%%

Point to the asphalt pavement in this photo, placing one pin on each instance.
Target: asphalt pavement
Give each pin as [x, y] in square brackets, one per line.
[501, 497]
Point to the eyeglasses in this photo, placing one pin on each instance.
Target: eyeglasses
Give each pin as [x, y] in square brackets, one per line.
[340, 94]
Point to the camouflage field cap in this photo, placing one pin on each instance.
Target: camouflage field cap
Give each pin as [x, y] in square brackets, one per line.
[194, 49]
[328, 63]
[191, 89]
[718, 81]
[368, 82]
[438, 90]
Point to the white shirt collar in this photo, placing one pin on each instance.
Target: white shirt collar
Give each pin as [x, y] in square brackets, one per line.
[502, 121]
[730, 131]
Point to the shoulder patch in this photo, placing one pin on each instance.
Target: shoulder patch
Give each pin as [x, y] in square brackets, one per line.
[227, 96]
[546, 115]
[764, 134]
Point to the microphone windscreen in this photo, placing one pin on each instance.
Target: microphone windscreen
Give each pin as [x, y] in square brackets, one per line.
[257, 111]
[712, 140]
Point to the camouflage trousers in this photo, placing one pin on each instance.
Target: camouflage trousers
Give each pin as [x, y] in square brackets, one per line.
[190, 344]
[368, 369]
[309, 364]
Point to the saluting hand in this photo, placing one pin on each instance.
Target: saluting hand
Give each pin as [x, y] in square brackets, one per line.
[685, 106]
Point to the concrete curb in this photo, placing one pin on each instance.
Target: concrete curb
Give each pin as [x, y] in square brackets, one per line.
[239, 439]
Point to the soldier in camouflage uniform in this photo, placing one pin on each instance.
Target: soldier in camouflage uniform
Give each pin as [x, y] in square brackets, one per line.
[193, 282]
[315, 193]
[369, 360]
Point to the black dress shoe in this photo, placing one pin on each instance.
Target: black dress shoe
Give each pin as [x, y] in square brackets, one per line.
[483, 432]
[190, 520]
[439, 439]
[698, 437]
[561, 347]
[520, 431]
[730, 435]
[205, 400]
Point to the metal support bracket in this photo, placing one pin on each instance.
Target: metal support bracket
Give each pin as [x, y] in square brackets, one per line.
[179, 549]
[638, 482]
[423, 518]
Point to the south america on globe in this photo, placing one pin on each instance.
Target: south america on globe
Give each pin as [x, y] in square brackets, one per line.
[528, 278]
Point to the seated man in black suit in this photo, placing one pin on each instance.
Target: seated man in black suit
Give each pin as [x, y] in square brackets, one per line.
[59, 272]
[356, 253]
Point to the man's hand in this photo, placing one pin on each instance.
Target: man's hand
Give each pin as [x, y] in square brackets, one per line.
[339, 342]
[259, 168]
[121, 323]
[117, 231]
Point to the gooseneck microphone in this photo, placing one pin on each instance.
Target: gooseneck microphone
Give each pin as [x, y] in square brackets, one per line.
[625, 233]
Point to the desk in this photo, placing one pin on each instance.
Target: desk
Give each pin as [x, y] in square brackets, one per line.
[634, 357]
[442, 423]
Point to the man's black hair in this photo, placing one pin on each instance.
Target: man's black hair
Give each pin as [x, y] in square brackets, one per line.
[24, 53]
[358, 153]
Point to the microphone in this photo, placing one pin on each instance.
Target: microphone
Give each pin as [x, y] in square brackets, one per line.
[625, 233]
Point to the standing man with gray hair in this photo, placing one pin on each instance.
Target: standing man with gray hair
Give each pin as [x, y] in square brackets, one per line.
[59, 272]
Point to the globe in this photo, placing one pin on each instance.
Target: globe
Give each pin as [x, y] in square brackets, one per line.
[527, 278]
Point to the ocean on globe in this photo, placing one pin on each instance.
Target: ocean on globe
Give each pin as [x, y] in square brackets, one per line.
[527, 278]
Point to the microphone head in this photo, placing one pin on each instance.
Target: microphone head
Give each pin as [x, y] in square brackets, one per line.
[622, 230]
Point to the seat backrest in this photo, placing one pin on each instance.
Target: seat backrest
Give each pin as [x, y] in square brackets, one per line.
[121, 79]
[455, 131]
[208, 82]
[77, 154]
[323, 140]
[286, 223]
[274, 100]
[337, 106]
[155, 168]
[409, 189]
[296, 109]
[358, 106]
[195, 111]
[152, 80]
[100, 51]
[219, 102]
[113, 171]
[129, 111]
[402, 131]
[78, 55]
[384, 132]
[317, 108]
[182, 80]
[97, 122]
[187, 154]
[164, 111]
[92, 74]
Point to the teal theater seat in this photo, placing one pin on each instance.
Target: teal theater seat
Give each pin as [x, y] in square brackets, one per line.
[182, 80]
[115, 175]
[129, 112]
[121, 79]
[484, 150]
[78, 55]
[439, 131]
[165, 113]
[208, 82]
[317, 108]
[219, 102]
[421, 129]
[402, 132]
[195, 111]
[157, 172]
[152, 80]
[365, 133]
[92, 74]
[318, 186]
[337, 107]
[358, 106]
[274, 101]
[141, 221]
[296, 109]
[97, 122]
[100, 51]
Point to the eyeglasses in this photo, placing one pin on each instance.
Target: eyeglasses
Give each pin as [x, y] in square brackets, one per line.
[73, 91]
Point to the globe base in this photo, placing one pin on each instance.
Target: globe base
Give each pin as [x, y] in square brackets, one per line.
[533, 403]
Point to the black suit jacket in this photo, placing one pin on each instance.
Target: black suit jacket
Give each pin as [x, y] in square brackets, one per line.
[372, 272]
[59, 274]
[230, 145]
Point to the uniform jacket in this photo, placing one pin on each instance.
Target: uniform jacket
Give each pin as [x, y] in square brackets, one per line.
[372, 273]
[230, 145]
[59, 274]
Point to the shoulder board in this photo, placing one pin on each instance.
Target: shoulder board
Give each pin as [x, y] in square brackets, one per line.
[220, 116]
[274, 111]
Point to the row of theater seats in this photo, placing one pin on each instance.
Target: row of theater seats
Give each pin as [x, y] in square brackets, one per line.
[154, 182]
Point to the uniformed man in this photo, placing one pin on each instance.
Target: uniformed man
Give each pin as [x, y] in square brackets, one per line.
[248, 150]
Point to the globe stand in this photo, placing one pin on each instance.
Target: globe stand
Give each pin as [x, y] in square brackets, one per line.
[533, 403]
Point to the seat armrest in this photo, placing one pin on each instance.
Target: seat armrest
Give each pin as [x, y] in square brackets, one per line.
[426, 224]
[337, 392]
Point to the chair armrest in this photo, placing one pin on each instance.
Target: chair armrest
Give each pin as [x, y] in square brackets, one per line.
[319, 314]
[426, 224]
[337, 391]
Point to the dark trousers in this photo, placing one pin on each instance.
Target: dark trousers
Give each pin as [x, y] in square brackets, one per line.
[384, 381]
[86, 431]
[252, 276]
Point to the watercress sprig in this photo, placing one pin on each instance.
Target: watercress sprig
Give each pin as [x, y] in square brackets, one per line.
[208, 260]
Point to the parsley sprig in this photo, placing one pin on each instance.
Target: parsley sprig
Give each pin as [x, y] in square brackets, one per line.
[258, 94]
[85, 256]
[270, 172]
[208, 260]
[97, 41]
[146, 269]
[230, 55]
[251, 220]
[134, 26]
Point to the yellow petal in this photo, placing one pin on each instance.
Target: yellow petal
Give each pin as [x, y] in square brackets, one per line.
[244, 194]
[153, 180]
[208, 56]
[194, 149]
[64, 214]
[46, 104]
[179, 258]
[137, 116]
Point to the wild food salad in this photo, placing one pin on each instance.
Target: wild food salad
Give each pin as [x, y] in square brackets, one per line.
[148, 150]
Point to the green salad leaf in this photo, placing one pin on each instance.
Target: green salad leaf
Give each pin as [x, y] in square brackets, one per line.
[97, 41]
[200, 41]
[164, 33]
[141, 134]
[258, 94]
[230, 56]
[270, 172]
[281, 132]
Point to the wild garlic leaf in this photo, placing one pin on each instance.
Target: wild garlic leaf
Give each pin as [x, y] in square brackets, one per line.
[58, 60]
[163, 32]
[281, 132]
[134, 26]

%%

Task objective: Recast every item above as a two-column CSV with the header row item_text,item_answer. Give one row per item, with its text and its answer each in a single quoted field and line breaks replaced by spaces.

Response:
item_text,item_answer
"Point to the asphalt pavement in this photo, placing one pin on each instance. Target: asphalt pavement Give each pin as [x, y] in square brackets, one per line.","[501, 497]"
"Point to the eyeglasses in this photo, placing one pin on each instance. Target: eyeglasses Give each pin as [x, y] in square brackets, one per line.","[340, 94]"
"Point to the camouflage field cap in this photo, placing one pin on each instance. Target: camouflage field cap Give each pin as [x, y] in square brackets, one per line.","[194, 49] [328, 63] [191, 89] [718, 81] [368, 82] [438, 90]"
"Point to the white shirt collar in this photo, placing one pin on each instance. Target: white shirt collar Give each pin as [x, y] in square brackets, one per line.","[502, 121] [730, 131]"
"Point to the shoulder patch in this photo, placing one pin on each instance. Target: shoulder patch Give each pin as [x, y] in square brackets, one per line.","[227, 96] [546, 115] [764, 134]"
"Point to the microphone windscreen in this photo, placing one pin on each instance. Target: microphone windscreen Give each pin as [x, y] in square brackets, one per line.","[257, 111] [712, 140]"
"Point to the camouflage trousers in this photo, placing one pin on each instance. Target: camouflage trousers Give each pin as [x, y] in square brackets, one per line.","[190, 344] [368, 369] [309, 364]"
"Point to the saluting hand in this photo, placing one pin on each instance. Target: saluting hand Give each pin as [x, y] in square brackets, one per line.","[685, 106]"
"Point to the concrete curb in this photo, placing one pin on each instance. Target: concrete curb Give each pin as [x, y] in square brackets, one per line.","[239, 439]"
"Point to the soldier in camouflage uniform in this photo, placing one pin on each instance. Target: soldier in camouflage uniform Give each pin as [x, y] in square brackets, one per line.","[193, 282] [315, 193] [369, 360]"
"Point to the black dress shoe in this photo, placing one pin on each instance. Target: black dress shoe Give each pin as [x, y] in square brackets, one per line.","[483, 432] [190, 520] [439, 439] [698, 437] [561, 347] [520, 431] [730, 435] [205, 400]"
"Point to the metal support bracket in this photo, placing one pin on each instance. Target: metal support bracket Give each pin as [x, y] in square brackets, one per line.","[179, 549] [638, 482] [423, 518]"
"Point to the south america on globe in this photo, placing one pin on each instance. Target: south america on globe Give each pin as [x, y] in square brackets, one per line.","[528, 278]"
"Point to the seated man in black suit in this photo, placing one pin on each instance. Target: seated man in black suit Give each pin as [x, y] in square brackets, one per line.","[59, 272] [356, 253]"
"Point to the man's hand in this photo, placing one pin on each instance. Target: man's hand Give each pin as [x, y] in square brackets, one per line.","[339, 342] [259, 168] [121, 323] [117, 231]"
"Point to the gooseneck microphone in this photo, placing one pin on each instance. Target: gooseneck microphone Give each pin as [x, y] in square brackets, one per line.","[625, 233]"
"Point to the desk in this photo, placing one pin on each instance. Target: desk Give each pin as [x, y] in square brackets, one per line.","[634, 357] [442, 423]"
"Point to the man's black hair in this photo, placing one pin on each instance. Target: man's black hair Give each pin as [x, y] in square brackets, one per line.","[24, 53] [358, 153]"
"Point to the microphone in this photo, placing one pin on each instance. Target: microphone Give each pin as [x, y] in square brackets, one per line.","[625, 233]"
"Point to the standing man with gray hair in this photo, placing one pin on each instance. Target: standing man with gray hair Give each pin as [x, y] in square brackets, one per line.","[59, 272]"
"Point to the globe in this photo, placing one pin on each instance. Target: globe Give each pin as [x, y] in square brackets, one per line.","[527, 278]"
"Point to the ocean on globe in this photo, placing one pin on each instance. Target: ocean on globe Give each pin as [x, y] in square brackets, one per line.","[527, 278]"
"Point to the microphone head in this photo, placing one pin on each instance. Target: microphone head Give each pin as [x, y] in square brackets, one per line.","[622, 230]"
"Point to the seat backrest in this photo, placing one pin on each instance. Target: seat backrest Give each pin as [x, y] in square brackets, one per line.","[121, 79] [455, 131] [208, 82] [77, 154] [323, 140] [286, 223] [274, 100] [337, 106] [155, 168] [409, 189] [296, 109] [358, 106] [195, 111] [152, 80] [100, 51] [219, 102] [113, 171] [129, 111] [402, 131] [78, 55] [384, 132] [317, 108] [182, 80] [97, 122] [187, 154] [164, 111] [92, 74]"
"Point to the teal theater seat in this photo, placing one pin on each instance. Target: teal theater seat Give each pin as [x, y] in square brackets, one per line.","[182, 80] [115, 175] [129, 112] [121, 79] [484, 150] [78, 55] [439, 131] [165, 113] [208, 82] [317, 108] [219, 102] [421, 129] [402, 132] [195, 111] [157, 172] [152, 80] [365, 133] [92, 74] [318, 186] [337, 107] [358, 106] [274, 101] [141, 221] [296, 109] [97, 122] [100, 51]"
"Point to the eyeglasses in this photo, placing one pin on each instance. Target: eyeglasses Give each pin as [x, y] in square brackets, one per line.","[73, 91]"
"Point to the globe base in this photo, placing one pin on each instance. Target: globe base Give each pin as [x, y] in square brackets, one per line.","[533, 403]"
"Point to the black suit jacket in this photo, placing one pin on each instance. Target: black suit jacket Give each pin as [x, y] in square brackets, one per line.","[372, 272] [59, 274] [230, 145]"
"Point to the uniform jacket in this photo, placing one pin on each instance. Target: uniform jacket Give each pin as [x, y] in square brackets, one per line.","[372, 273] [230, 145] [59, 274]"
"Point to the shoulder board in this photo, placing one pin on each instance. Target: shoulder board Give each pin as [x, y] in square brackets, one per line.","[220, 116] [274, 111]"
"Point to the row of theater seats in this photo, placing one pin on each instance. Target: row of theater seats Give each pin as [x, y] in square brackets, one per line.","[154, 182]"
"Point to the uniformed man in this photo, placing one pin on each instance. Target: uniformed man Give each pin as [x, y] in square brackets, one per line.","[248, 150]"
"Point to the globe stand in this photo, placing one pin on each instance. Target: globe stand Give each pin as [x, y] in square brackets, one per line.","[533, 403]"
"Point to the seat armrest in this photo, placing one pin on each instance. Target: seat armrest Give each pin as [x, y] in square brackets, one per line.","[426, 224] [337, 392]"
"Point to the chair armrest in this photo, placing one pin on each instance. Target: chair armrest Give each pin as [x, y] in square brackets, one per line.","[319, 314] [426, 224] [337, 391]"
"Point to the dark trousers in this photo, placing one pin on each instance. Target: dark trousers Give each pin as [x, y] in square brackets, one per line.","[384, 381] [86, 431] [252, 276]"
"Point to the watercress sprig in this photo, placing one pin on each instance. Target: watercress sprig Give each pin as [x, y] in square brackets, one per line.","[208, 260]"
"Point to the parsley sprig in this photo, placing one pin on each instance. Target: parsley sprig Give each pin as [x, y] in square brackets, one per line.","[258, 94] [85, 256] [270, 172] [208, 260] [97, 41] [146, 269] [230, 55] [251, 220] [134, 26]"
"Point to the yellow petal in this photo, placing one pin on each instance. Target: yellow petal Give each pin as [x, y] in square brackets, one per line.","[244, 194] [153, 180] [208, 56] [194, 149] [64, 214] [46, 104] [179, 258] [137, 116]"
"Point to the wild food salad in this photo, placing one pin on each instance. Target: wild food salad Give each pin as [x, y] in square brackets, one per line.","[148, 150]"
"Point to the green salad leaf in this photo, placing one pin on each instance. Target: green salad leaf Give each pin as [x, y] in square brackets, one per line.","[97, 41] [200, 41] [164, 33] [141, 134] [258, 94] [230, 56] [270, 172] [281, 132]"
"Point to the wild garlic leaf in this photo, placing one pin on each instance. Target: wild garlic leaf Give each pin as [x, y] in square brackets, one per line.","[58, 60] [163, 32] [281, 132] [134, 26]"